*TO BE DONE*
Please copy every item below word for word, leaving out the pictures.

━━━ PROVIDED RECORDS

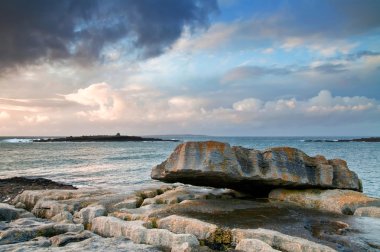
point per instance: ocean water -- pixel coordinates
(127, 165)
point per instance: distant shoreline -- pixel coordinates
(364, 139)
(103, 138)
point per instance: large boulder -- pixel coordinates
(220, 165)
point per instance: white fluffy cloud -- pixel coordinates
(4, 115)
(143, 110)
(102, 101)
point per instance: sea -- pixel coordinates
(127, 165)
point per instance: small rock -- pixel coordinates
(129, 203)
(368, 211)
(138, 233)
(63, 239)
(254, 245)
(27, 229)
(87, 214)
(9, 212)
(64, 217)
(183, 225)
(20, 205)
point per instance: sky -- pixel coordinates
(214, 67)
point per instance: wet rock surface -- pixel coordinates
(187, 218)
(220, 165)
(339, 201)
(183, 218)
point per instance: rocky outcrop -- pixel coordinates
(338, 201)
(219, 165)
(138, 233)
(368, 211)
(279, 241)
(254, 245)
(26, 229)
(8, 213)
(176, 218)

━━━━━━

*OUTPUT*
point per instance: ocean water -- pixel coordinates
(127, 165)
point per instance: distant shoreline -- pixel coordinates
(364, 139)
(103, 138)
point per instance: large boulder -- pixel coordinates
(220, 165)
point per instance: white fluffy cloud -- pixel coordinates
(4, 115)
(143, 110)
(102, 101)
point per instance: sea -- pixel coordinates
(127, 165)
point per instance: small rock -- pixel coordinates
(129, 203)
(368, 211)
(138, 233)
(63, 239)
(254, 245)
(27, 229)
(87, 214)
(9, 212)
(64, 217)
(183, 225)
(20, 205)
point per instance: sky -- pixel coordinates
(214, 67)
point per instance: wet rock surface -- pixel coordinates
(187, 218)
(220, 165)
(339, 201)
(183, 218)
point per instance: rocky outcrop -- pixel coordinates
(338, 201)
(219, 165)
(138, 233)
(368, 211)
(279, 241)
(254, 245)
(26, 229)
(8, 213)
(176, 218)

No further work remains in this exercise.